→ WHAT IS ASKED
1 > List each measure the Spark thread reports was actually tried against the out-of-memory error, with whether it helped.
2 > In the Spark thread, what is suggested as the possible cause of the out-of-memory error?

→ TEXT
- - - - - - -

Re: Spark 2.0.0 OOM error at beginning of RDD map on AWS

2016-08-24 Thread Arun Luthra
Also for the record, turning on kryo was not able to help.

On Tue, Aug 23, 2016 at 12:58 PM, Arun Luthra  wrote:

> Splitting up the Maps to separate objects did not help.
>
> However, I was able to work around the problem by reimplementing it with
> RDD joins.
>
> On Aug 18, 2016 5:16 PM, "Arun Luthra"  wrote:
>
>> This might be caused by a few large Map objects that Spark is trying to
>> serialize. These are not broadcast variables or anything, they're just
>> regular objects.
>>
>> Would it help if I further indexed these maps into a two-level Map i.e.

- - - - - - -

→ SOURCE MATERIAL
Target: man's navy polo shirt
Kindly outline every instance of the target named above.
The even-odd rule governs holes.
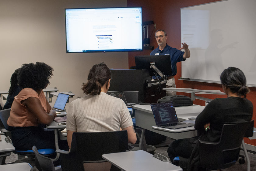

- - - - - - -

→ RESULTS FOR EACH TASK
1 >
- Turning on kryo: did not help.
- Splitting up the Maps into separate objects: did not help.
- Reimplementing it with RDD joins: worked around the problem.

2 > The error might be caused by a few large Map objects that Spark is trying to serialize. These are regular objects, not broadcast variables.